By Gary Evans, Medical Writer

On May 30, President Trump signed into law the Right to Try Act, which seeks to give patients a new pathway to experimental drugs. The law, however, has been dogged by implementation questions and remains in regulatory limbo.

Given the circumstances, the prevailing thought is that the ongoing “expanded access” pathway to experimental drugs currently in place at the FDA will continue to be the preferred method.

“My prediction is that all reputable players — be they doctors, institutions, or companies — are going to decide to stick with expanded access,” says Alison Bateman-House, PhD, MPH, MA, a professor in the division of medical ethics at New York University Langone Medical Center.

David Borasky, MPH, CIP, vice president of IRB compliance at the WIRB-Copernicus Group in Cary, NC, says his organization is taking a “wait and see” approach to the new law.

“We have always as a company done our best to help anybody that needed expanded access,” he says. “We are very comfortable and used to processing the IRB review requirements for the expanded access pathway. In the short-term, we are going to continue to work with anybody [under] the FDA expanded access program for unapproved drugs and devices.”

The Right to Try law is aimed at increasing access to investigational products for those with life-threatening illness who have no other medical options and are unable to join a clinical trial. To be eligible, the investigational drug cannot be approved for any FDA use, but Phase I of a clinical trial must be completed. Under these conditions, FDA and IRB approval would not be required, although institutions and drug companies could seek IRB guidance.

§ **TASK PROMPT**
Continue the article on the Right to Try Act from where it stops.

§ **EXTRACTED MATERIAL**
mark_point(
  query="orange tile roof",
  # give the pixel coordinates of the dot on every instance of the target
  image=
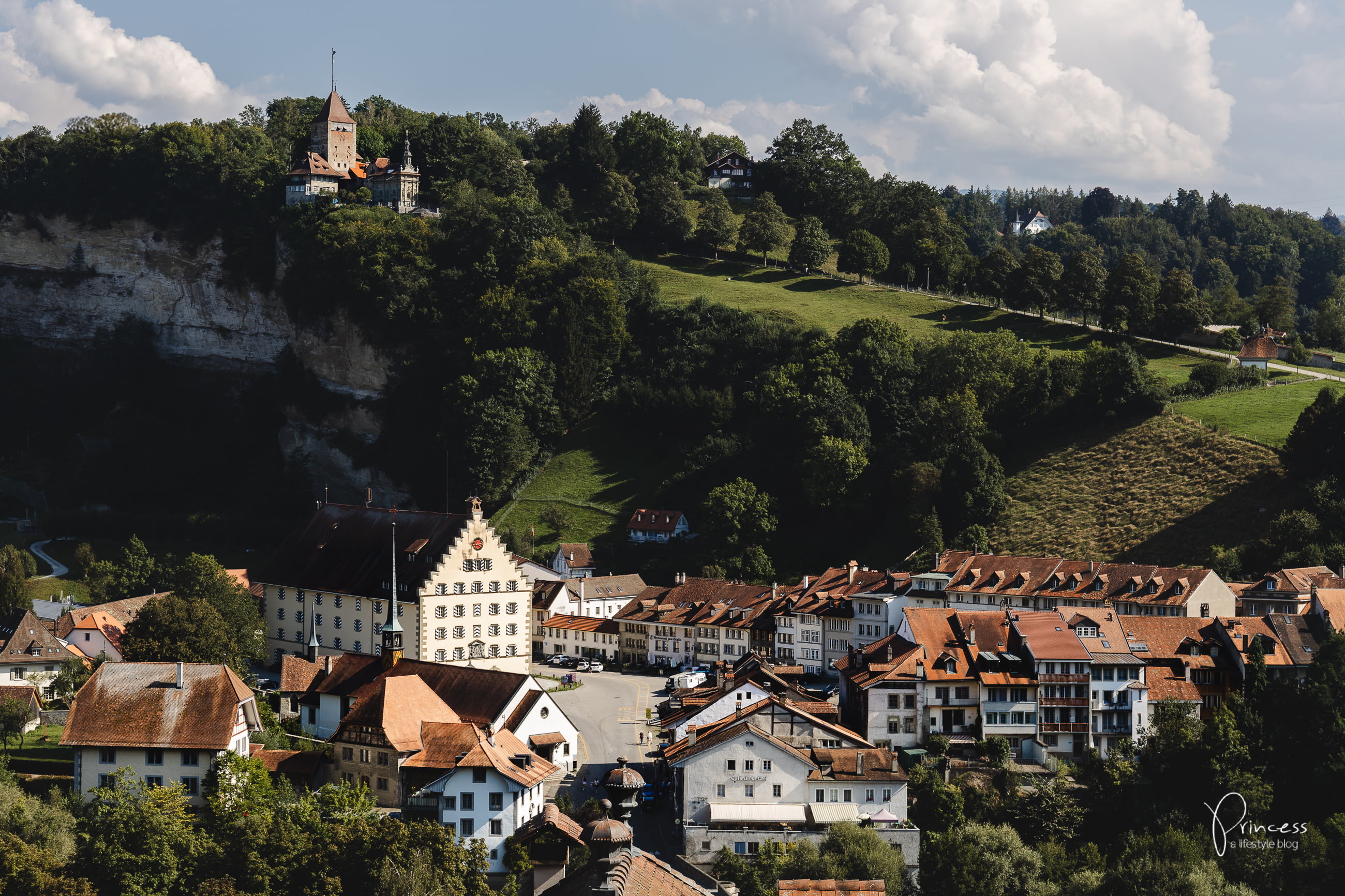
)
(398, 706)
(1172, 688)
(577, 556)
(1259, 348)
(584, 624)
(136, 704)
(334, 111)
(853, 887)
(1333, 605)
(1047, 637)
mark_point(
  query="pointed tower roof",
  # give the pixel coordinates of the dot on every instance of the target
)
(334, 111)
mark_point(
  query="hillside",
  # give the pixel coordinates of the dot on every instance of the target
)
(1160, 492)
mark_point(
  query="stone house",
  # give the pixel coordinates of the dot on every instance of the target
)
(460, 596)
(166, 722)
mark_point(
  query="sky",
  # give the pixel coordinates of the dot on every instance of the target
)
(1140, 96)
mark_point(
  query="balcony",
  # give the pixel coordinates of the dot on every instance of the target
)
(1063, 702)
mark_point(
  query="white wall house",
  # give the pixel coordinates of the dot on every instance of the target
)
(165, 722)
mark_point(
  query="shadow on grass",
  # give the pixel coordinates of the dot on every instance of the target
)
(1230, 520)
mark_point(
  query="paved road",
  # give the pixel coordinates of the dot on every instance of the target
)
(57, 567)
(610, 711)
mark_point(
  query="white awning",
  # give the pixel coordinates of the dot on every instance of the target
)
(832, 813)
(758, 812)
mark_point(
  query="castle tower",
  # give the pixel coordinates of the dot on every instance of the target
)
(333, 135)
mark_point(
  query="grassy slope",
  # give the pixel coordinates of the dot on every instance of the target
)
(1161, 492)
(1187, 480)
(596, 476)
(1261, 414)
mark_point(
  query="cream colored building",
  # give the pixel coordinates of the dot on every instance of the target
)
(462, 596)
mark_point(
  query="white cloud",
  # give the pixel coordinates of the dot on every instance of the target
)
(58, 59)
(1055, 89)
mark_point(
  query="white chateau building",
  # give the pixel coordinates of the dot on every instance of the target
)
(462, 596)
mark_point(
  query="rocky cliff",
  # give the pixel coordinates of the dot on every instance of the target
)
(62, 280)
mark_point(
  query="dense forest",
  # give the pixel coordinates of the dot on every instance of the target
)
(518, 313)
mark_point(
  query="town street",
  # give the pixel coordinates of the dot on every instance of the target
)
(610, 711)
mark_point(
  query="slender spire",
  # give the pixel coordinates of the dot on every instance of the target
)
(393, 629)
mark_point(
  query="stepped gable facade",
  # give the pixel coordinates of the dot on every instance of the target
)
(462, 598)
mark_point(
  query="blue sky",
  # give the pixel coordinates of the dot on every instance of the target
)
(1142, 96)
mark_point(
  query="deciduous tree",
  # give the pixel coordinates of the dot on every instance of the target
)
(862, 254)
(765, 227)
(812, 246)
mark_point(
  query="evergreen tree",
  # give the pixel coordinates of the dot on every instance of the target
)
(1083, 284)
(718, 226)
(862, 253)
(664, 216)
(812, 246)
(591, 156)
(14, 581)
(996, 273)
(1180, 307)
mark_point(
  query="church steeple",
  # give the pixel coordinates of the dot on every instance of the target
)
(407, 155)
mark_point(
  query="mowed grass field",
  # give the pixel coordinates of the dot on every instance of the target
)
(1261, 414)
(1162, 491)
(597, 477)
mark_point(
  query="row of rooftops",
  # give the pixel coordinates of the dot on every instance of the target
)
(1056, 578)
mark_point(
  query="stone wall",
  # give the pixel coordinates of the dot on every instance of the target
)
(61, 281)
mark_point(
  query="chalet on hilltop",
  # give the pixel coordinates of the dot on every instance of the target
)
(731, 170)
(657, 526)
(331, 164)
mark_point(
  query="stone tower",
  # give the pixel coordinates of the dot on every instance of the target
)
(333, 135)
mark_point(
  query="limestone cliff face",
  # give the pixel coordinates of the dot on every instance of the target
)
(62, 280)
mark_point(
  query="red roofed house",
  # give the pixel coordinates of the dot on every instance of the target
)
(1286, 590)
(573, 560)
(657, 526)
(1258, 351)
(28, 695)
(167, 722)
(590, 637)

§ **REPLY**
After the law was passed, FDA Commissioner Scott Gottlieb, MD, said the agency’s expanded access program would continue to operate alongside Right to Try. Gottlieb said drug companies will still prefer the FDA oversight under expanded access. (For more information, see the related story in the July 2018 issue of IRB Advisor.) Under expanded access, prior IRB approval is waived in emergency situations, but the IRB must be notified within five days of approval.

“I think a legitimate company that has a plan to develop a drug and bring it to market — and has to be accountable to a board, shareholders, and everyone else — will continue to use expanded access. So far, that’s what we are seeing,” says Bateman-House.

Informed Consent Requirements Unclear

Advocates of the law said one of the primary goals was to bypass FDA regulations and oversight. As a practical matter, the law lacks implementation guidance, particularly on the issue of informed consent.

The law requires that a patient give the treating physician written informed consent and specifies that the FDA’s informed consent regulations do not apply, explains Patricia J. Zettler, JD, associate professor at Georgia State University College of Law in Atlanta.

“The law basically says that the patient must give informed consent,” she says. “That informed consent does not have to conform to the FDA regulations, but then the law gives no additional guidance about what informed consent means. It is not necessarily clear what information physicians should be providing to Right to Try patients. It is unknown at this time.”

Thus, bypassing the FDA on this issue is problematic, as the agency would appear to be the most logical entity to clarify informed consent requirements, Bateman-House says.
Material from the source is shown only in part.